## ACTION ITEM
This exercise calls for the line with "point: the stack of books in this photo", the line with "point: the round", and all lines between them in the material below, output exactly and with no other lines.
[Opening SOURCE INFORMATION section]
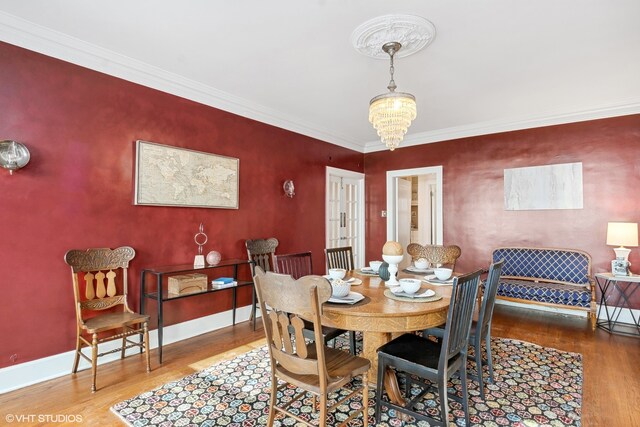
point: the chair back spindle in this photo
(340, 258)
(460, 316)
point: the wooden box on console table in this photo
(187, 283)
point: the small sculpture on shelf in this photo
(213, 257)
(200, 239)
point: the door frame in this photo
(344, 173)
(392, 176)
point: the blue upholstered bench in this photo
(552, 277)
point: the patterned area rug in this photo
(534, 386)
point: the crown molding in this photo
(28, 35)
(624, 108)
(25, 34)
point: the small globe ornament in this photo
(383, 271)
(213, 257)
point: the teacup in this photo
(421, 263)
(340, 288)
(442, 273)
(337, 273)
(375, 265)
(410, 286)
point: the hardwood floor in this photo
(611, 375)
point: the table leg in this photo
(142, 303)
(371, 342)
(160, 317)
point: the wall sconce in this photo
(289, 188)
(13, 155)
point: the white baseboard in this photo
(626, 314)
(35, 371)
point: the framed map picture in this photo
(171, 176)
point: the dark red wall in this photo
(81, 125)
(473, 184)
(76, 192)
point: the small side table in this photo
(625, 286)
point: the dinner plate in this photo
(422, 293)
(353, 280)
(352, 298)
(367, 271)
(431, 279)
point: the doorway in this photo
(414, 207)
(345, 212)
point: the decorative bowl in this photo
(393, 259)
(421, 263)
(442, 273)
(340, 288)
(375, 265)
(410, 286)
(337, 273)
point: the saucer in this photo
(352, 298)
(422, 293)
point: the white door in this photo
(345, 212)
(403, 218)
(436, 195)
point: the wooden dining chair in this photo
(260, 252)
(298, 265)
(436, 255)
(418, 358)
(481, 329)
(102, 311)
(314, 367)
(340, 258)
[Closing SOURCE INFORMATION section]
[Opening SOURCE INFORMATION section]
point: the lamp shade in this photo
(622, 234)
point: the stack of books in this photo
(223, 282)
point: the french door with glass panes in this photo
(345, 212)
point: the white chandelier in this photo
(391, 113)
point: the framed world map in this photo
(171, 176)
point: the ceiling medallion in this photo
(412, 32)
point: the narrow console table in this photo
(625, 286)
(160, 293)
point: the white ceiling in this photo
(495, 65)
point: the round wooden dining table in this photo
[Closing SOURCE INFORMATION section]
## SOLUTION TO THE EXERCISE
point: the stack of books in this photo
(223, 282)
point: the french door with glass panes in this photo
(345, 212)
point: the white chandelier in this photo
(391, 113)
point: the framed world map in this photo
(171, 176)
point: the ceiling medallion in this photo
(412, 32)
point: the narrow console table in this photo
(625, 286)
(160, 293)
point: the white ceiling in this photo
(495, 65)
point: the round wooden dining table in this photo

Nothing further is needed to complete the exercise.